**ZU ERLEDIGEN**
**1.** Beantworte anhand des Textes zur Vorratsdatenspeicherung diese Fragen:
(a) Welches Gericht sieht in seinem Urteil zum informationellen Selbstbestimmungsrecht einen Einschüchterungseffekt?
(b) Wie heißt die Hauptfigur des Spiels Mirror's Edge?
(c) Von wem wurde das Spiel entworfen?
**2.** Schreibe aus dem Text zur Vorratsdatenspeicherung den Abschnitt wortgetreu ab, der mit den Worten „Zwar muss selbst“ einsetzt und mit „neudeutsch gesagt unerheblich.“ schließt.

::: VORLIEGENDER TEXT

Zwar muss selbst die beauskunftende Regierungsstelle konzedieren, dass das Bundesverfassungsgericht in seinem Urteil zum informationellen Selbstbestimmungsrecht sehr wohl einen Einschüchterungseffekt sieht. Aber der ist neudeutsch gesagt unerheblich.

"Bei der Einordnung einer solchen Wirkung kann jedoch nicht allein auf das subjektive Empfinden von Adressaten einer Regelung abgestellt werden. Die abschreckende Wirkung kann ein faktischer Eingriff nur erzeugen, wenn sie – wie jede andere Form des Eingriffs auch – dem Staat bzw. dem Gesetzgeber zuzurechnen wäre. Dies setzt ein zutreffendes Verständnis des Inhalts der angegriffenen Regelungen voraus, auf dem die abschreckende Wirkung gründen müsste. Wirkungen, die aus einer verzeichnenden Darstellung gesetzlicher Regelungen resultieren (vgl. zur Diskussion über die Vorratsdatenspeicherung: Rath, Freiheit statt Angst in der tageszeitung v. 2.1.2008 'Horrorszenarien', 'maßlose Übertreibung'), erscheinen nicht geeignet, Grundlage für einen verfassungsrechtlich relevanten 'Einschüchterungseffekt' zu bieten."

Kurzum, denn die Aktion Neusprech ist noch nicht zu Ende, der Arbeitskreis Vorratsdatenspeicherung hat selbst Schuld. Er baut erst den Einschüchterungspopanzen auf. Er ist eigentlich ein Arbeitskreis Einschüchterung und Bevormundung, wenn er bundeseigentliche unschuldig mädchenhafte Freiheitskampagnen böswilligst übeltäterisch und unerhörterweise für seine Einschüchterungskampagne missbraucht. Kurzum, die Bildvergewaltiger haben Schuld, natürlich unter Berufung auf die Zeitung mit der schwarzen Panterpfote, die den AK Vorrat vehement bekriegt:

"Damit wird durch unrichtige und verzerrende Darstellungen erst der Effekt erzeugt, der dem kritisierten Gesetz unterstellt wird (vgl. dazu Rath, Aus Angst wird weniger telefoniert v.6.2.2008 'Die Umfrage ist also eher ein Beleg dafür, welche Folgen die übertriebene Öffentlichkeitsarbeit der Kritiker haben kann')."

*** Das Gegenteil einer Einschüchterungskampagne ist verstärktes Aufmunterungstraining. Wird sämtliche elektronische Kommunikation überwacht, so gibt es immer noch die "Runner", die im aktuellen, (noch?) nicht online verfügbaren EA Magazin als vorbildliche Superhelden unseres Jahrhunderts gefeiert werden. "Die unglaublich beweglichen Kuriere stellen die einzige Möglichkeit dar, vertrauliche Informationen sicher auszutauschen." Die Parcour-gestählten Typen aus dem Spiel Mirror's Edge kennen nur die Aufgabe, den Regierungsagenten zu entkommen. Die Message ist klar: Nur sportliche Typen haben eine Chance gegen den absoluten Überwachungsstaat. Entworfen wurde das Spiel mit der Hauptfigur Faith von Rhianna Pratchett, der Tochter vom Scheibenwelt-Autor Terry Pratchett. Als Nichtspieler und aktiver Unsportler möchte ich kein Urteil über Game wie Parcours-Tricks fällen, doch halte ich die beruhigende Aussage von Electronic Arts für ungenügend, dass wir in einer Demokratie leben, dass das Spiel Fiktion ist und die Kommunikation im Internet sicher. Warum soll man nicht den Kids erklären, was Verschlüsselung ist und wie sie sich absichern können, ganz ohne Handstand auf einer Mauer? Passt das wirklich nicht mehr auf die DVD?

::::::
::: BEREITGESTELLTES MATERIAL

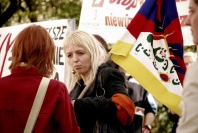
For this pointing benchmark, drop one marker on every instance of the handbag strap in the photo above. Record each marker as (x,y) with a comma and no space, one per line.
(37,105)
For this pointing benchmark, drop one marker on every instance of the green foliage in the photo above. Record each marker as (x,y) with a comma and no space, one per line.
(162,123)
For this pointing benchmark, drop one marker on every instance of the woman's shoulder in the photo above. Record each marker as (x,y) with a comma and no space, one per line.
(58,85)
(110,67)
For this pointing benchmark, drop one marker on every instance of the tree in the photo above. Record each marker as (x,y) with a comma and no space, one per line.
(14,12)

::::::

**ANTWORTEN**
**1.**
(a) Das Bundesverfassungsgericht.
(b) Faith.
(c) Von Rhianna Pratchett, der Tochter des Scheibenwelt-Autors Terry Pratchett.

**2.**
Zwar muss selbst die beauskunftende Regierungsstelle konzedieren, dass das Bundesverfassungsgericht in seinem Urteil zum informationellen Selbstbestimmungsrecht sehr wohl einen Einschüchterungseffekt sieht. Aber der ist neudeutsch gesagt unerheblich.